→ **EXERCISE**
Reproduce every one of the records below word for word, keeping their order.

------------------------------

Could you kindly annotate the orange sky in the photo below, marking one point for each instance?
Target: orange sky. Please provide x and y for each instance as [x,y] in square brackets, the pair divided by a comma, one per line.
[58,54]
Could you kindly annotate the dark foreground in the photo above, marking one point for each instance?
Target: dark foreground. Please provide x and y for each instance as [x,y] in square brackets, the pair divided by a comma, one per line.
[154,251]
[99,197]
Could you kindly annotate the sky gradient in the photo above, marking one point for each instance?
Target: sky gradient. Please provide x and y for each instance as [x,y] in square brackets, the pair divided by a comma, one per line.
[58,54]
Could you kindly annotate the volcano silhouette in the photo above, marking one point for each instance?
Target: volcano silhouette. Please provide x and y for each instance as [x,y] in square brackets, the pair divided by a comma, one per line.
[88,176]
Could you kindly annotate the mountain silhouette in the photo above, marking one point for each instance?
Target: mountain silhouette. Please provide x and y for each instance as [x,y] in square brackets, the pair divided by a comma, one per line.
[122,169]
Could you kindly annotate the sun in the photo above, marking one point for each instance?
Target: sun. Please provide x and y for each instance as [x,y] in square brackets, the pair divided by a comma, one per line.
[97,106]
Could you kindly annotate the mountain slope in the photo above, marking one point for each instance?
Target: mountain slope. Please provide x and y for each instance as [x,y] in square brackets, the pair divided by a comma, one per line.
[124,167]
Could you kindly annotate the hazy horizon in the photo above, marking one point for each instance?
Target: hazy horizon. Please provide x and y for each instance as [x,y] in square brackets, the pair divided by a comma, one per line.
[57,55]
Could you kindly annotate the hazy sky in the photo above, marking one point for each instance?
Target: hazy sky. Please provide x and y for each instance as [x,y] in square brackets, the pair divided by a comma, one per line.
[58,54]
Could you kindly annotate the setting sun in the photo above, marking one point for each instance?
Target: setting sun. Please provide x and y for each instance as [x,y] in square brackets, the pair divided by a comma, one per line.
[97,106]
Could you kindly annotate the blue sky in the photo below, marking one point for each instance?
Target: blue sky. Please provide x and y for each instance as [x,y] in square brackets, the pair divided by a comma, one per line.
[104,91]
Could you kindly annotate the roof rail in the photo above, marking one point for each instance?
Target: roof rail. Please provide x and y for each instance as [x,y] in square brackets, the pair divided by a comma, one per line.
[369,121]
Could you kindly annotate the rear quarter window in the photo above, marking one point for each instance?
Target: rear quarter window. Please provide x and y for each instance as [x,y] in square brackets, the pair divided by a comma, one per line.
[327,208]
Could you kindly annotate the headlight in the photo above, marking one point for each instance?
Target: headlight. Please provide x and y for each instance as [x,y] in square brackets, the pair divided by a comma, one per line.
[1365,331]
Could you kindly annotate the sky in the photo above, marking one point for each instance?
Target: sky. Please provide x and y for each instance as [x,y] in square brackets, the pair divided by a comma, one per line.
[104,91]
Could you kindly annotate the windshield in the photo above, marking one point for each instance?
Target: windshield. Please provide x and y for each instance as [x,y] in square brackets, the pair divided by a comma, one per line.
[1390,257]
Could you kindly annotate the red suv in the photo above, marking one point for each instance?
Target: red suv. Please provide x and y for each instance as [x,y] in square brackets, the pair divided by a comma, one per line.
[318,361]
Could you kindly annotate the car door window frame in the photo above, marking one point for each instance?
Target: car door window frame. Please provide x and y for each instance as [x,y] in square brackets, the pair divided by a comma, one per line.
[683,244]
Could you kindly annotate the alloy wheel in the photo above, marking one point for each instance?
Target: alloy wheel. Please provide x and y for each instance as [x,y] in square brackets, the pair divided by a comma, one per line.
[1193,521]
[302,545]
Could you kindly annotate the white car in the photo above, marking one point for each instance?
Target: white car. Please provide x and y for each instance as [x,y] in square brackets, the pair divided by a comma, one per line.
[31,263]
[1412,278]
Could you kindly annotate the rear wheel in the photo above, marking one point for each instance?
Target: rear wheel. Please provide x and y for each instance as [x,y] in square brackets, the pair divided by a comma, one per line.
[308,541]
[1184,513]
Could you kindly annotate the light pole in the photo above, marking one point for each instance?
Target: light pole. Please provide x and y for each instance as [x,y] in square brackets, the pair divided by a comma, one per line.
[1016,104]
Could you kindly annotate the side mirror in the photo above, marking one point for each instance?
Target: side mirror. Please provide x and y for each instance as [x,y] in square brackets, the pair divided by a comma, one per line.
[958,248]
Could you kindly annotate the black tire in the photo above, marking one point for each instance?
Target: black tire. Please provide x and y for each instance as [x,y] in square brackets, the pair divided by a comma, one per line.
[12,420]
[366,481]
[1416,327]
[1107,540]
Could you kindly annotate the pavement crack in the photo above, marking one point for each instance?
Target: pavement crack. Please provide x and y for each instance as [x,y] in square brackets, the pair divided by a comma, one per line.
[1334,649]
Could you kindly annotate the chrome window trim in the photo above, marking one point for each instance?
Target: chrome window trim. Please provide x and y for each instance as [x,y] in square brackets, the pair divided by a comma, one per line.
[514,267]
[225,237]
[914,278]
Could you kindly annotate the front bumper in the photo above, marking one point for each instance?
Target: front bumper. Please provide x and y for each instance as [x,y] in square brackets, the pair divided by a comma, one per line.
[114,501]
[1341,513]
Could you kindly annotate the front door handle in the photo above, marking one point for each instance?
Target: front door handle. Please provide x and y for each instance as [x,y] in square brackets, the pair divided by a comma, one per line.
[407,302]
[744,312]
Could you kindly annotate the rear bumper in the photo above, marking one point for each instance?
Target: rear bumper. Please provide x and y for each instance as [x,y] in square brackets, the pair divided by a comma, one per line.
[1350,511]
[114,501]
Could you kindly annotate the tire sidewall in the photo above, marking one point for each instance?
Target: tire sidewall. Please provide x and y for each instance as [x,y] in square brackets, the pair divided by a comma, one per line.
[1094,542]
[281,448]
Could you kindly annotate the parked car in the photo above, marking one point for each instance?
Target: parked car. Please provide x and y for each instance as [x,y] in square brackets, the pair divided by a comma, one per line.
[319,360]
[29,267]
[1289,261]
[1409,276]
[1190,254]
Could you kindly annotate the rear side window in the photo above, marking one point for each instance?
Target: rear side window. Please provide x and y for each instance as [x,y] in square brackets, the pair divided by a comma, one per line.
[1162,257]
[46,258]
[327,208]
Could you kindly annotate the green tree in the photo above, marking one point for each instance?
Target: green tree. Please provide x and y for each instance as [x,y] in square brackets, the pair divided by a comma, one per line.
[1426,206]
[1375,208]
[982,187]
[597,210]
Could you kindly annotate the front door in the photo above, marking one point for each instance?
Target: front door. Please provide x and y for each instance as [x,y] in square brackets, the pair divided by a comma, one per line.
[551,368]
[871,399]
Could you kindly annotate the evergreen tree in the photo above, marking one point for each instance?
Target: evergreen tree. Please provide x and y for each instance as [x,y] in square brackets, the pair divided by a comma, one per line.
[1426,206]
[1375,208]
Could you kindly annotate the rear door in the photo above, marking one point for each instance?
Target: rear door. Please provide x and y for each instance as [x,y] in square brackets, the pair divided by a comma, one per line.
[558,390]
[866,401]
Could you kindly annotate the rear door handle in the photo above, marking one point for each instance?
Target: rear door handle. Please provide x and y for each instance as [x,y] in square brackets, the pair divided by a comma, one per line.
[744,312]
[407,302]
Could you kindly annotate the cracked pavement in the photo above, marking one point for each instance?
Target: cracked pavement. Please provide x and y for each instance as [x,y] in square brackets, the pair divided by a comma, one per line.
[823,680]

------------------------------

→ **RESULT FOR THIS TASK**
Could you kindly annotate the orange sky in the photo below, marking one point for each instance?
Target: orange sky. Please provide x and y for each instance as [x,y] in square brackets, the pair divided by a comma, one per line.
[58,54]
Could you kindly annotate the dark foreground in the photo above, marking one point for each instance?
Target: dark foreground. Please provide x and y for each instance as [x,y] in square brackets, the pair divided by a comma, one per line.
[154,251]
[99,197]
Could you kindly annotate the sky gradient in the photo above, marking one point for each instance?
Target: sky gradient. Please provide x and y for each instance as [x,y] in square brackets, the pair divided by a comma, one per line.
[58,54]
Could you kindly annotate the volcano silhouette in the photo above, marking one point for each instance?
Target: volcano silhouette. Please provide x and y for each instance as [x,y] in square brackets, the pair divided by a comma, one per line.
[88,176]
Could you kindly annotate the mountain silhouette in the photo above, marking one point for each instance?
Target: mountain silhouette. Please provide x and y for each instance as [x,y] in square brackets, the pair divided by a comma, one per line.
[122,169]
Could you kindly annotate the sun in the photo above, marking one point for each instance?
Target: sun. Please provide x and y for each instance as [x,y] in square brackets, the pair divided by a comma, one per line.
[97,106]
Could you kindly annotate the mountain slope in the photo above, marking one point for each instance?
Target: mountain slope. Please provide x and y for each instance as [x,y] in square brackets, the pair divided by a comma, one per line.
[124,167]
Could you kindly annotate the hazy horizon in the photo above, marking one point for each instance?
Target: hazy horizon. Please provide x and y for each instance as [x,y] in square brackets, the pair divided by a comma, one per line.
[57,55]
Could you kindly annotate the hazy sky in the photo above, marking one point for each instance?
Target: hazy sky. Please provide x and y for each instance as [x,y] in square brackets, the pair divided by a comma, one per line.
[58,54]
Could you kindly annotate the setting sun in the photo above, marking one point for each instance?
Target: setting sun. Please provide x and y for each instance as [x,y] in square brackets, the pair divided by a comma, one per line.
[97,106]
Could you kindly annotate the blue sky in the photo below, marking one point for each instance?
Target: blue sky. Please provide x and y for each instance as [x,y] in square brackets, the pair divided by a comma, one per line.
[104,91]
Could you kindly annotate the roof rail in the photo above, marking one point for each instance?
Target: roof rail. Please provide x and y for each instance as [x,y] in square brackets, the pair divided by a comma, one per line.
[369,121]
Could you kindly annotate the rear quarter window in the photo above, marking one point for each instance?
Target: rear quarter window. Please provide x and y for each instance as [x,y] in square brackets, the pair divided by a comma, one per line.
[327,208]
Could you kindly annotate the headlight in the photo above, marking one point for each instance?
Target: headlight. Please provide x and y for each instance as [x,y] in square brackets, the pair divided by a comma, one per line.
[1365,331]
Could you kindly annotate the sky in the photo above, marking one point for each instance?
Target: sky. Please provide x and y for each instance as [x,y] in square brackets, the pair divided by a comma, one per line.
[104,91]
Could you kindly annotate the windshield in the photo above, marking one point for each instance?
Target: windshield. Please provide x and y for each instance as [x,y] in square brackets, the pair divided by a comma, one per line.
[1390,257]
Could you kindly annotate the red suv in the photo above, marking one point for each instance?
Target: red suv. Please provide x and y for each instance as [x,y] in square brackets, the pair divided by a comma, one per line.
[318,361]
Could you kindly annotate the car door window frame in the photo above, marking one point for each instance?
Target: car door window frame. Please provide x and y for each instance as [x,y] in square brackets, the pair divided by a comma, one per line.
[683,244]
Could you kindly annotate the alloy wheel in the photo above, marking one point for each instance?
Target: alloy wheel. Please provide x and y for each instance as [x,y] in square brackets, the pair divided by a comma, one per line.
[1193,521]
[302,545]
Could you kindly annotate the white car in the photo above, marking one point for each instance?
Target: white car. Please provide x and y for each instance as [x,y] in square brackets, the pair divided by a comma, one per line.
[31,263]
[1412,278]
Could you kindly annotate the rear wheel in the photo above, marking one point for each instance?
Target: rear wheel. Please provide x and y for each instance as [x,y] in square brackets, the pair divided by a comma, one per line.
[308,541]
[1184,513]
Could you kindly annotate the light pole in the photo above, marking one point for each instance?
Target: light pole. Please provide x and y for each instance as [x,y] in square brackets, the pair divided by a comma, one per line.
[1016,104]
Could you kindly annotate the side mirror in the photo above, marking one point for each instance?
Target: side mirror. Please provide x and y for each instance as [x,y] in square brackets, the pair divided by a comma, one per line.
[958,248]
Could you kindly annotate the black tire in the photo above, marking one point for each instance?
Target: black tire. Please provide x and y for each instance as [x,y] in square brackets, the pair divided by a comma, one per line.
[12,420]
[366,481]
[1416,327]
[1107,540]
Could you kindly annotate the pavement crack in the photo above, marking one point for each instance?
Target: pavement crack. Please provide x and y for each instance as [x,y] in square brackets, the pair divided by a comma, one per line.
[1334,649]
Could you kindly annotate the chrome window trim in the photo above, marking one point for each instance?
Target: chrome window trim. Please provide x and y for each instance as [x,y] in square brackets, the pair divided by a comma, one per line.
[514,267]
[225,237]
[914,278]
Could you kindly annotate the front bumper in the photo above, marking one point for each instance?
Target: front bumper. Please provide x and y for each instance as [x,y] in square brackets, the pair divided by a comma, one per line.
[114,501]
[1341,513]
Could you kindly annotate the front door handle in the photo above, marking one point for each instance?
Target: front door handle. Please provide x and y for each instance as [x,y] in square brackets, the pair divided by a comma, one per line.
[407,302]
[744,312]
Could you kindly annotate the rear bumper in the photo above, marking one point for each instance?
Target: rear bumper. Please provide x and y for each instance as [x,y] in square brackets, the pair divided by a comma, one per line.
[1350,511]
[114,501]
Could you kindly annotate the tire sidewall in the photo above, marking one point for each instance?
Target: tire sidewall. Please provide x and y for each instance as [x,y] in square brackets, the pair divided by a comma, one per line.
[1094,542]
[281,448]
Could you kindly annotate the parked car in the photo above, marking one point for each instance?
Target: parked car. Please provide x and y for each instance as [x,y] in square brackets, the pair divided by a comma, one per line.
[319,360]
[29,267]
[1289,261]
[1409,276]
[1190,254]
Could you kindly annotate the rear side window in the photo above, marking one point for each instance?
Target: rear side window. Please provide x and y for each instance as [x,y] in square brackets, the pair divided by a comma, one per line.
[1162,257]
[46,258]
[327,208]
Could you kindly annotate the green tree in the photo above, marking one point for each instance?
Target: green tree. Please provide x and y for each instance as [x,y] in square brackets, the pair divided by a comma, one per line.
[1426,206]
[1375,208]
[982,187]
[597,210]
Could you kindly annotate the front door in the photo above, marking one point for each instance?
Target: front door. Please provide x and y for each instance as [x,y] in square brackets, the pair divided by a comma, one per line.
[551,368]
[871,399]
Could you kindly annotate the evergreen tree in the photo above, marking one point for each instance?
Target: evergreen tree. Please provide x and y for each instance as [x,y] in square brackets, the pair divided by a comma, one per line.
[1426,206]
[1375,208]
Could you kindly annotate the rear door in the photo above, marking one point for each instance?
Target: rear door. Please provide x and y for each instance as [x,y] in square brackets, the pair divided by a comma, one per line.
[558,390]
[866,401]
Could you kindly annotate the rear door handle in the photo above, marking one point for each instance?
Target: rear door handle. Please provide x and y for each instance as [x,y] in square brackets, the pair divided by a comma, one per line.
[744,312]
[407,302]
Could you kindly annotate the cracked pavement in the photo above, marking one point for each instance?
Target: cracked pavement. Please provide x and y for each instance as [x,y] in square brackets, the pair divided by a comma, one per line.
[823,680]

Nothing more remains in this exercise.